- **What the task requires**
Within the listing, how many lines hold the word "below"? Give the number by itself.

- **Entries shown**

::::::

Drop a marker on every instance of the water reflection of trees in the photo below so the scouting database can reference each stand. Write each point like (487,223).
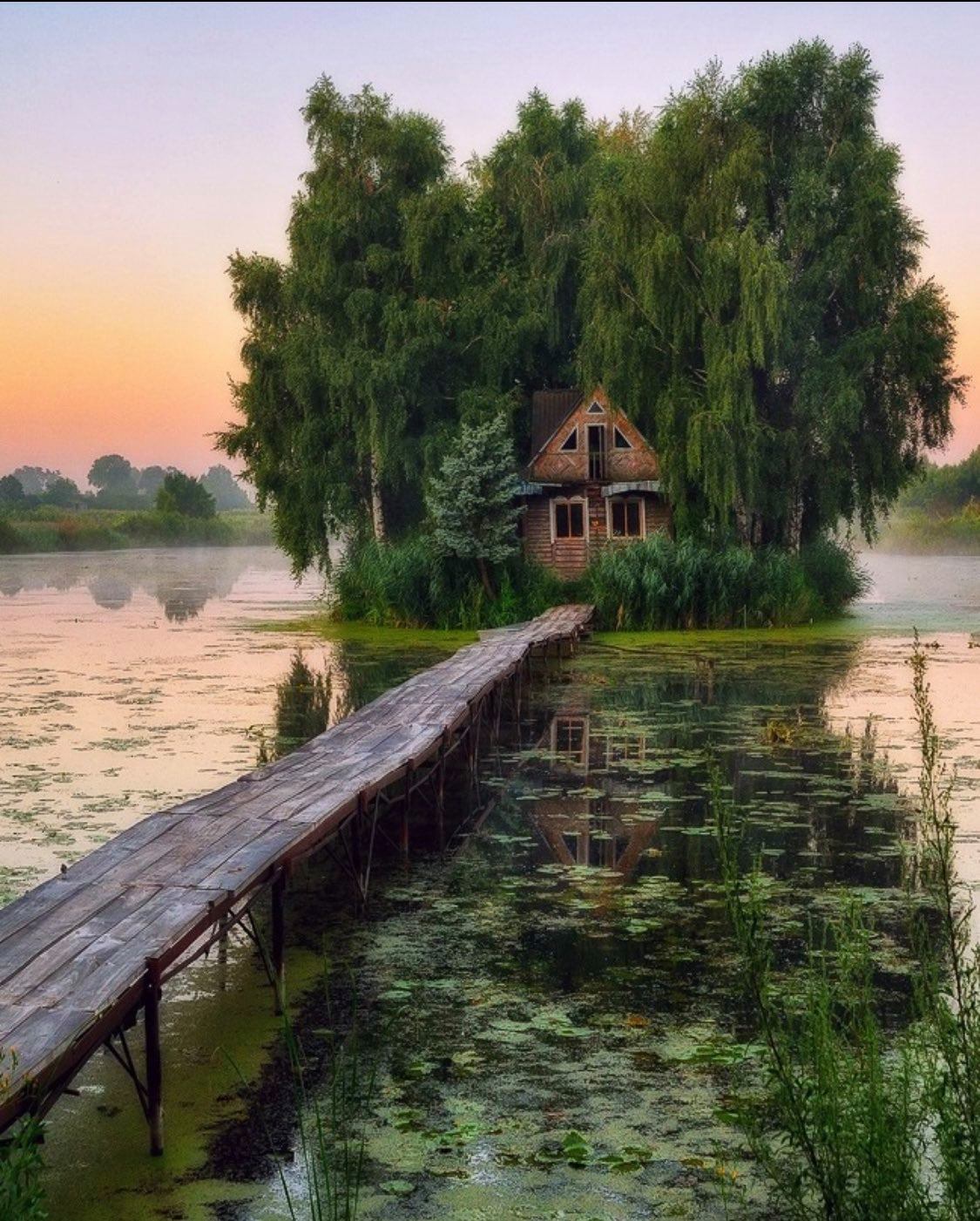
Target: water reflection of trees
(621,778)
(181,582)
(303,709)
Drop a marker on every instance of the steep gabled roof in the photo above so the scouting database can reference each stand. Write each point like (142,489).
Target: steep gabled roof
(550,410)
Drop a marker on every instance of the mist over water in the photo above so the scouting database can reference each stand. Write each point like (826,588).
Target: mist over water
(560,970)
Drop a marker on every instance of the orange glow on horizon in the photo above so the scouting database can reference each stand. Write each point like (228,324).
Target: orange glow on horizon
(142,145)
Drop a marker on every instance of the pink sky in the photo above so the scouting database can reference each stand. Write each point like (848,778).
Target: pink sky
(143,143)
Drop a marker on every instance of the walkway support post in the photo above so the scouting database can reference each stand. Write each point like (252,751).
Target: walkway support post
(279,939)
(154,1060)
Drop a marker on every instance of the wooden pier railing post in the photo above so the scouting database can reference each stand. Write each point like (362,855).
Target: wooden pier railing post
(154,1060)
(279,939)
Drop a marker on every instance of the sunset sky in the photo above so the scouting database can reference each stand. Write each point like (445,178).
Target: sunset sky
(140,145)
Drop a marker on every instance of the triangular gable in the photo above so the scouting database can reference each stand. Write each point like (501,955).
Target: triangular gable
(592,408)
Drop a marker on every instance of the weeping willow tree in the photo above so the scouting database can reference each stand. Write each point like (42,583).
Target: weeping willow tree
(350,342)
(532,200)
(752,298)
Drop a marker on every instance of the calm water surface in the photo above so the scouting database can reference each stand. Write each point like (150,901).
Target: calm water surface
(559,989)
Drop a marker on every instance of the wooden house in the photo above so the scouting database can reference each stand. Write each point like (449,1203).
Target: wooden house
(592,480)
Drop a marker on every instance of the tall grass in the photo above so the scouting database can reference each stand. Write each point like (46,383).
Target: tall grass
(861,1121)
(331,1123)
(407,584)
(662,584)
(21,1192)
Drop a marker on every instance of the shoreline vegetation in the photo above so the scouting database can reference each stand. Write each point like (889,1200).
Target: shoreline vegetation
(656,584)
(739,273)
(48,529)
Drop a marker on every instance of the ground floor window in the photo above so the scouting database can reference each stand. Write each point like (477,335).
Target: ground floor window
(626,517)
(569,519)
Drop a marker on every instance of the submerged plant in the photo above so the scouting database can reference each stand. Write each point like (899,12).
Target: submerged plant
(21,1192)
(331,1125)
(949,992)
(861,1123)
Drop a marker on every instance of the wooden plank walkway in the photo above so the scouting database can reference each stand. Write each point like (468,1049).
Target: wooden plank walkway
(82,953)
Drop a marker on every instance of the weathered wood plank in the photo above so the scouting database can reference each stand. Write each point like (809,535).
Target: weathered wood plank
(73,952)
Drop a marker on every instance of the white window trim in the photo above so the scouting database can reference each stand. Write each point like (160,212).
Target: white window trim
(609,502)
(568,499)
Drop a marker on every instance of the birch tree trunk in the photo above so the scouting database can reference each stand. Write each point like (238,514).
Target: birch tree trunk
(377,508)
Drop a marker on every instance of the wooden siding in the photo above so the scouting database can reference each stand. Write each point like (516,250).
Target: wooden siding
(570,557)
(554,465)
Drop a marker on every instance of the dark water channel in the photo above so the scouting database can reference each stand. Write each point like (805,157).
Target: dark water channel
(551,1004)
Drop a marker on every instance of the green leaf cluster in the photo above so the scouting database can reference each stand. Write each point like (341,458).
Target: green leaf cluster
(741,273)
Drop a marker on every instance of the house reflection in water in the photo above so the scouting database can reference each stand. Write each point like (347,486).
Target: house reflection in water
(590,812)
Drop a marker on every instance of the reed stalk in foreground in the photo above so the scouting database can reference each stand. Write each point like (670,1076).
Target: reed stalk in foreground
(862,1123)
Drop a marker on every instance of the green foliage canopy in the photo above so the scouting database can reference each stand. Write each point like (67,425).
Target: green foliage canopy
(740,273)
(11,491)
(226,490)
(752,299)
(472,499)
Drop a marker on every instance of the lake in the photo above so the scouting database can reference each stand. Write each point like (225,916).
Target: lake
(548,1005)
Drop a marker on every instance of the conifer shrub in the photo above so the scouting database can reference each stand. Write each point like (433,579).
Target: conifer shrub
(411,584)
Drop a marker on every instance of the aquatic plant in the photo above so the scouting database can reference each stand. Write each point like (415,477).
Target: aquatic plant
(662,584)
(21,1192)
(329,1123)
(858,1121)
(409,582)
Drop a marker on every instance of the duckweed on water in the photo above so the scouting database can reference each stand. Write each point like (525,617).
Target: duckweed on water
(568,1031)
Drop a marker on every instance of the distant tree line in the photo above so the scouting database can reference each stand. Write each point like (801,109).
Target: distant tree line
(740,271)
(946,490)
(118,484)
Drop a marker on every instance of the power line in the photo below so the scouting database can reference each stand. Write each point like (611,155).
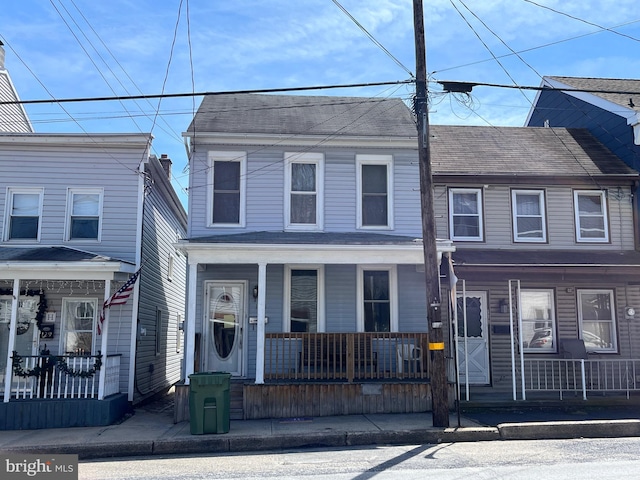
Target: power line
(201,94)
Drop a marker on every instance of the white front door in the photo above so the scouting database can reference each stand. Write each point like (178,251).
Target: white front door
(473,355)
(225,307)
(27,334)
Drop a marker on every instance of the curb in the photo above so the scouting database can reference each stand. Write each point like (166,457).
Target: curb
(569,429)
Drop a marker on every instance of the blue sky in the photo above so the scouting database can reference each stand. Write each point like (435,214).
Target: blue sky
(83,48)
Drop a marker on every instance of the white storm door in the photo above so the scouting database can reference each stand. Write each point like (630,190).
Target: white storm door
(225,307)
(473,353)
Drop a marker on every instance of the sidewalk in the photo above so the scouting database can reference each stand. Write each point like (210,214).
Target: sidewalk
(151,431)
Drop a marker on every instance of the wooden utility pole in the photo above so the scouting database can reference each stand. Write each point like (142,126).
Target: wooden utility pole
(439,393)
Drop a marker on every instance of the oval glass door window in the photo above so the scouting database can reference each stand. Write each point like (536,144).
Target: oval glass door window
(225,321)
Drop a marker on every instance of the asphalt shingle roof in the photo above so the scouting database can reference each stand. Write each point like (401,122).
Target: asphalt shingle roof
(303,115)
(611,84)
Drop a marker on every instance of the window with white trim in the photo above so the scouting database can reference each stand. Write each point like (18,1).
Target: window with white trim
(590,208)
(465,214)
(375,191)
(78,323)
(24,212)
(538,321)
(304,184)
(84,212)
(529,222)
(597,321)
(377,292)
(227,181)
(304,309)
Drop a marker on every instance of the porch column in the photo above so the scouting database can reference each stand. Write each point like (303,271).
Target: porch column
(190,327)
(12,339)
(262,294)
(104,341)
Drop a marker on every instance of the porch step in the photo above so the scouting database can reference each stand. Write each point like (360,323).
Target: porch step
(236,394)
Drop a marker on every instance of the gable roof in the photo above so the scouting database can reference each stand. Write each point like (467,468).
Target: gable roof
(521,151)
(601,87)
(303,115)
(13,117)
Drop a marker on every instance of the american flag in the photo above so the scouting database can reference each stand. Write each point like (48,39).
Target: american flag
(120,297)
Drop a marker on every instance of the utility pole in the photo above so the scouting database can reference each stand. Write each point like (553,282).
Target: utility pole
(437,371)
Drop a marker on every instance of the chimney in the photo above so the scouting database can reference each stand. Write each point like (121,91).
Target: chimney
(165,161)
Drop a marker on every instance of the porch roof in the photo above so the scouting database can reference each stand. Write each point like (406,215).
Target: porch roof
(309,247)
(623,261)
(56,262)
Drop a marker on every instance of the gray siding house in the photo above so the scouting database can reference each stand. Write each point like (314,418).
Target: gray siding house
(305,254)
(80,214)
(306,278)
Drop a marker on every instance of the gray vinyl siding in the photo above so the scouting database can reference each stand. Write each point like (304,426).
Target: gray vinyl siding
(265,189)
(58,168)
(156,371)
(561,232)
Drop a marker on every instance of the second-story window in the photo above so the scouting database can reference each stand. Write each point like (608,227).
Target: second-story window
(375,191)
(591,216)
(529,224)
(24,209)
(465,214)
(303,190)
(227,180)
(84,209)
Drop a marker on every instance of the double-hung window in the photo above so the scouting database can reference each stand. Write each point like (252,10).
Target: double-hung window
(538,321)
(375,191)
(304,286)
(377,304)
(465,214)
(84,211)
(591,216)
(227,179)
(78,323)
(529,224)
(304,185)
(596,316)
(24,212)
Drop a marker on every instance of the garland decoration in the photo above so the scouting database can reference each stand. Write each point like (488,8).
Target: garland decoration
(51,361)
(42,304)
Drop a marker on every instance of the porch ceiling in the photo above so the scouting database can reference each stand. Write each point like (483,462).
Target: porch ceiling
(309,248)
(585,261)
(58,263)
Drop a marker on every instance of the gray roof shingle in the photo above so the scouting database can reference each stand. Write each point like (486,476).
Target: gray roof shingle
(631,87)
(303,115)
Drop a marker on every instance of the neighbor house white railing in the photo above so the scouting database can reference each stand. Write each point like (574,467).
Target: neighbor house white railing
(582,376)
(62,377)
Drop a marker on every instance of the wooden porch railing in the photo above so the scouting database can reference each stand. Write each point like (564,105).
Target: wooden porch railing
(65,376)
(582,376)
(345,356)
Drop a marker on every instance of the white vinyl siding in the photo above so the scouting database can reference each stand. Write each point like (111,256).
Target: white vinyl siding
(304,187)
(591,216)
(529,218)
(465,214)
(84,214)
(24,214)
(375,191)
(227,189)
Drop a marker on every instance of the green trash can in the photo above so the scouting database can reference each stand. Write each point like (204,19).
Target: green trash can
(209,402)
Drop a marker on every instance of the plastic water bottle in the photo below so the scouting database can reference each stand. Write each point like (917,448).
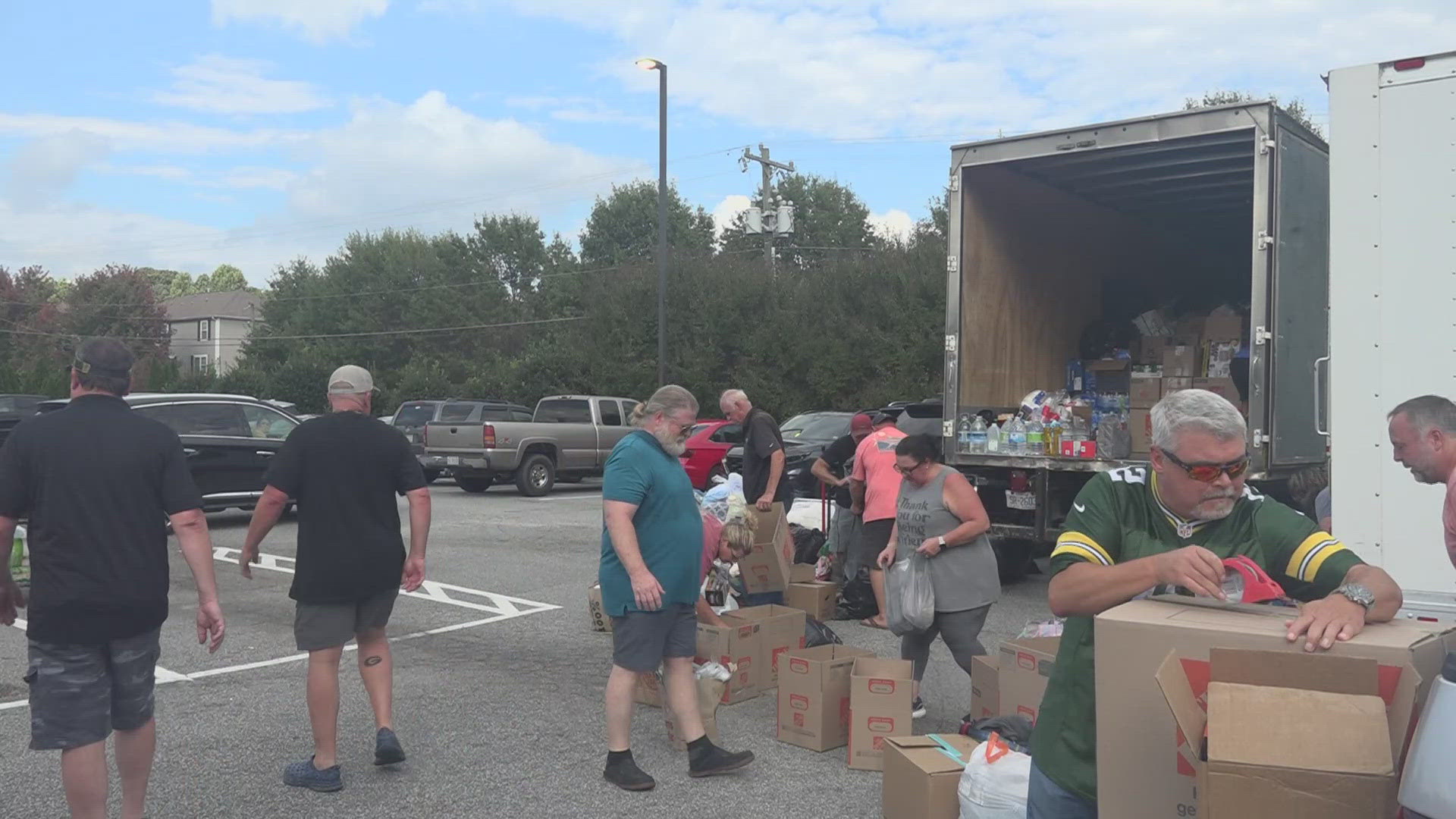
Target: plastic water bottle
(979,436)
(1015,436)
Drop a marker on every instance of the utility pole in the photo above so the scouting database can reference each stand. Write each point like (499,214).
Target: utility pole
(769,221)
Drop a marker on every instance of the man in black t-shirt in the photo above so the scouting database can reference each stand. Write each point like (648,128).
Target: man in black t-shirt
(764,480)
(832,468)
(96,485)
(344,471)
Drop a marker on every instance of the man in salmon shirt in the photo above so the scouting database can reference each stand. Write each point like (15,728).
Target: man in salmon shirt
(875,487)
(1423,439)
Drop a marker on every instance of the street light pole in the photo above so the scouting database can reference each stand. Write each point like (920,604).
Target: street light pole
(661,215)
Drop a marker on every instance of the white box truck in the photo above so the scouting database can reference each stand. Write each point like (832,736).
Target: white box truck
(1392,308)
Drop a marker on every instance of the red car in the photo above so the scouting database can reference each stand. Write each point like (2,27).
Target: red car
(708,444)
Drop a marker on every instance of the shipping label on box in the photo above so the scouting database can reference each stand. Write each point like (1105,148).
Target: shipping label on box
(924,774)
(984,687)
(736,648)
(878,708)
(781,629)
(595,611)
(814,695)
(1142,777)
(767,566)
(1025,668)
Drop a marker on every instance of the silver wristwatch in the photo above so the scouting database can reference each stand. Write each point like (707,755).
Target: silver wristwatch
(1357,594)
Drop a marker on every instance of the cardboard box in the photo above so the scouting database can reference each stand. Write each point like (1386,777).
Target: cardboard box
(922,776)
(1180,360)
(878,708)
(984,687)
(814,695)
(596,613)
(781,629)
(766,567)
(1145,777)
(1282,726)
(1025,668)
(737,648)
(710,692)
(1147,391)
(1222,387)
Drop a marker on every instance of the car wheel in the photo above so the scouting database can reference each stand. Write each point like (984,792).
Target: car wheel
(536,475)
(475,484)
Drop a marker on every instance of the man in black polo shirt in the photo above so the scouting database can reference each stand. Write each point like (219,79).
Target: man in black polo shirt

::::::

- **Result of the task**
3